EXTRAIT DU DOCUMENT →

#####

Frédéric, en fauteuil roulant dans une maison de retraite : « à mon âge je peux encore me déplacer seul avec mon fauteuil roulant, mais je n’ai plus la force de le manier avec dextérité. De ce fait je ne peux pas sortir car, à la porte, il y a un petit bourrelet à franchir pour arriver à une cour garnie de graviers et de nids de poule. Il me faut toujours faire appel à du personnel. Alors je ne sors plus ».
Petits détails direz-vous ? Oui, et on ne peut pas vraiment parler de maltraitance à ce sujet. Quoique .
On peut cependant parler de dérive : arriver progressivement, même sans le vouloir, à nier la personnalité des « seniors » . Il est donc nécessaire que les familles soient vigilantes et qu’elles osent parler aux délégués du « Conseil de la vie sociale » quand il existe et quand la Direction veut bien le réunir et tenir compte de ses avis.
Emmanuel : « Ici nous n’avons pas de Directrice, nous n’avons qu’un robot dépourvu de toute humanité. Bonne gestionnaire, peut-être, je ne peux en juger. Mais très mauvaise dans ses relations avec le personnel et avec les résidents. Il y a donc ici un climat de tension permanente ». Il a même parlé d’ambiance glaciale !
Il arrive parfois que le personnel se rebelle, alors même que, du fait des horaires irréguliers, toute concertation de type syndical est difficile. Rébellion de façon passive d’abord : démissions, arrêts de travail, manque d’ardeur au travail. Puis de façon plus active par courrier adressé au Conseil d’Administration : « Nous souffrons d’un roulement important du personnel. Les personnels ne communiquent plus, ils se croisent. Nous avons une charge de travail telle que les résidents deviennent des numéros auxquels nous ne pouvons accorder du temps. La maison est triste, les résidents se sentent abandonnés » écrivent-ils.

#####

CONSIGNE 1 →
Répondez à ces questions sur l'extrait consacré aux maisons de retraite :
(a) Selon Frédéric, qu'y a-t-il à la porte qui l'empêche de sortir seul ?
(b) À qui les familles doivent-elles oser parler ?
(c) À qui le personnel adresse-t-il son courrier ?
CONSIGNE 2 →
Rédigez la suite de l'extrait consacré aux maisons de retraite, à partir de sa dernière phrase.

#####

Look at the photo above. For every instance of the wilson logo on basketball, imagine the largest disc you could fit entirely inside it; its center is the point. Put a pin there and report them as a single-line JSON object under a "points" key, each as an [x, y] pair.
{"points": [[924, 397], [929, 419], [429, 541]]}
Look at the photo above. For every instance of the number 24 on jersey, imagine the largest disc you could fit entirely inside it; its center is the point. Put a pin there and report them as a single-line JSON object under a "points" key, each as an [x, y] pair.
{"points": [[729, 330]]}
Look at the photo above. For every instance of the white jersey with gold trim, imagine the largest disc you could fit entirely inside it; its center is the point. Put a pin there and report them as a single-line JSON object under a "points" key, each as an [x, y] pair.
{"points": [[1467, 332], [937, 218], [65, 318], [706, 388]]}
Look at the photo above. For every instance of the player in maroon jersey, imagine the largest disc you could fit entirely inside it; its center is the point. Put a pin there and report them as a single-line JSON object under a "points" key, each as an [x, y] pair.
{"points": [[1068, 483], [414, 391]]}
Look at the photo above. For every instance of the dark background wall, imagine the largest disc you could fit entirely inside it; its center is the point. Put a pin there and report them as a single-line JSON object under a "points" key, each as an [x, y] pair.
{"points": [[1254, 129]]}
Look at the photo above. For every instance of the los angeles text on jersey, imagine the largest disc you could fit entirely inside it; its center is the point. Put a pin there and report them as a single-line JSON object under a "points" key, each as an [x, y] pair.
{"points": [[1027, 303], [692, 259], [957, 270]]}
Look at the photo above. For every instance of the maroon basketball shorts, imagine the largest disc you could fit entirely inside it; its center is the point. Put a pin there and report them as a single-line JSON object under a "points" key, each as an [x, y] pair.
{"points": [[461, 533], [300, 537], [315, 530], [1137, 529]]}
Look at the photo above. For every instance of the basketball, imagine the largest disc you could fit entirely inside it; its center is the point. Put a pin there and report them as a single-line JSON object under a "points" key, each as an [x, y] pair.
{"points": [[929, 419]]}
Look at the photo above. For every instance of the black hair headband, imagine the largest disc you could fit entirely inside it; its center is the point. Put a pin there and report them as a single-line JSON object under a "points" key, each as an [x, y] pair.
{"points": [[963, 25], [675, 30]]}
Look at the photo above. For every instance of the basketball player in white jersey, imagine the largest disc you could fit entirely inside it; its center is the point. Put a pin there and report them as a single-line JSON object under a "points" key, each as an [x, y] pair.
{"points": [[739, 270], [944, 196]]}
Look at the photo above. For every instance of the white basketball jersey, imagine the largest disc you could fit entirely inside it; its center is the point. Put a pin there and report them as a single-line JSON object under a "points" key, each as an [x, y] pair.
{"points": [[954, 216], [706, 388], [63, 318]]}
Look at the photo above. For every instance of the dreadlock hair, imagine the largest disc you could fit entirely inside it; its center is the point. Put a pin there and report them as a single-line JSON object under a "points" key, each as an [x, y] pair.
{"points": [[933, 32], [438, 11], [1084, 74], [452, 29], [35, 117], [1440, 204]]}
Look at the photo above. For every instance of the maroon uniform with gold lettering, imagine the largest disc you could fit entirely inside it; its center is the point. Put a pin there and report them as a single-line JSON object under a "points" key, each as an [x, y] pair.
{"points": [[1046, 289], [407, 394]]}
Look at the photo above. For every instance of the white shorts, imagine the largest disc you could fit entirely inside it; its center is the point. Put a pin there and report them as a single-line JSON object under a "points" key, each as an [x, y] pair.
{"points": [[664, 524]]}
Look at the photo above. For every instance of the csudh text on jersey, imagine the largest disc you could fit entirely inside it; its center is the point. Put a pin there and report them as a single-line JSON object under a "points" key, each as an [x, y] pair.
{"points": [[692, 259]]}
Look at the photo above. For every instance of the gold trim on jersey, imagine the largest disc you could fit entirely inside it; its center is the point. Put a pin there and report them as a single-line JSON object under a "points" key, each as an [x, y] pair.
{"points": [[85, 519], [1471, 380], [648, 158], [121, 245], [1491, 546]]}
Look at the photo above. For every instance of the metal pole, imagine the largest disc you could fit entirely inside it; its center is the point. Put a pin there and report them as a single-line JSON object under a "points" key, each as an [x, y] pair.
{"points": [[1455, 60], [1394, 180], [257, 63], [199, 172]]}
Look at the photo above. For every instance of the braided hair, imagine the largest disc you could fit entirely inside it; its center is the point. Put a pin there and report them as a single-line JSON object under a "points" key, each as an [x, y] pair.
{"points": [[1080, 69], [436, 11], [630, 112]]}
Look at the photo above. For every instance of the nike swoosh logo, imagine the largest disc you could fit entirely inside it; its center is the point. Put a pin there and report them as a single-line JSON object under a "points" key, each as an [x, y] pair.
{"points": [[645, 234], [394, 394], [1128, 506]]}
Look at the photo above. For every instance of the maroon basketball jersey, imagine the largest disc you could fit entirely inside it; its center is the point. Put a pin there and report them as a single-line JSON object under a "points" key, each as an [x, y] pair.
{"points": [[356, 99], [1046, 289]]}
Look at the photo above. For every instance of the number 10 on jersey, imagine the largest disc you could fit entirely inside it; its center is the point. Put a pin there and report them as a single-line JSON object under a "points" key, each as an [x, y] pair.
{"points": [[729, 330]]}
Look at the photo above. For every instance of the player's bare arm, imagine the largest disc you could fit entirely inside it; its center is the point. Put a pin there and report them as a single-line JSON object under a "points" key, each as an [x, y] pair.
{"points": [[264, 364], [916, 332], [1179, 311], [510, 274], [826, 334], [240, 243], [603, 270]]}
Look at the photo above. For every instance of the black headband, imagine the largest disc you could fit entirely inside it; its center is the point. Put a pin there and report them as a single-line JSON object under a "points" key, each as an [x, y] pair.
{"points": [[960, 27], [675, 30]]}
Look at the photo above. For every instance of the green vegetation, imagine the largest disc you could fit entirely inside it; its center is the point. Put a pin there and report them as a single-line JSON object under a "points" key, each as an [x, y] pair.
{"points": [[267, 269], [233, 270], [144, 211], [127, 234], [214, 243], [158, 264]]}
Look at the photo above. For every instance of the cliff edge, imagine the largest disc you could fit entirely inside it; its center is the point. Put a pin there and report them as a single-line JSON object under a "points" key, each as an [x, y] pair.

#####

RÉPONSE FINALE 1 →
(a) Il y a un petit bourrelet à franchir pour arriver à une cour garnie de graviers et de nids de poule.
(b) Elles doivent oser parler aux délégués du « Conseil de la vie sociale ».
(c) Le personnel adresse son courrier au Conseil d'Administration.

RÉPONSE FINALE 2 →
Le plus triste c’est de voir les résidents se taire, se fermer. Des hommes, des femmes, qui ont eu des responsabilités dans leur vie, qui savent analyser une situation, qui ont des idées et qui, peu à peu, ne disent plus rien. Parce que, affaiblis physiquement et isolés dans leur chambre, ils n’ont plus la force de se battre. Ils n’en pensent pas moins
Maltraitance
Maltraitance le grand mot ! On pense au refus de nourriture, au manque de soins corporels (une douche par mois !), aux coups parfois. Mais on oublie la maltraitance morale, ce déni progressif de la personnalité des résidents que l’on traite comme des gamins dénués de raison. décider à leur place, c’est refuser de reconnaître leur existence !
Est-ce la faute du personnel ? De la Direction ? Ou de tout un système : manque de temps, manque de personnel formé, manque de personnel d’animation (les journées sont longues !). Et tous les dérapages dus à la fatigue du personnel, dus aussi à certains résidents que la maladie ou la vieillesse rendent désagréables et intolérants.
La vie en collectivité n’est pas simple, surtout quand les résidents ne peuvent pas s’échapper pour « respirer » un peu à l’extérieur, surtout quand ils n’ont pas de famille avec qui échanger. La vie à domicile est souvent plus agréable car la personne est dans son milieu habituel, mais la dépendance complique tout : la famille n’est pas toujours agréable, le recours à du personnel ne se fait pas sans problème (coût, disponibilité).
Des solutions ? Pas vraiment ! Il est surtout nécessaire de faire preuve de vigilance pour ne pas en arriver à des situations intenables.
début février 2008, le secrétariat d’État à la Solidarité a mis en place un numéro d’appel national contre la maltraitance aux personnes âgées et/ou handicapées : le 3977, disponible du lundi au vendredi de 9 h à 19 h au prix d’un appel local.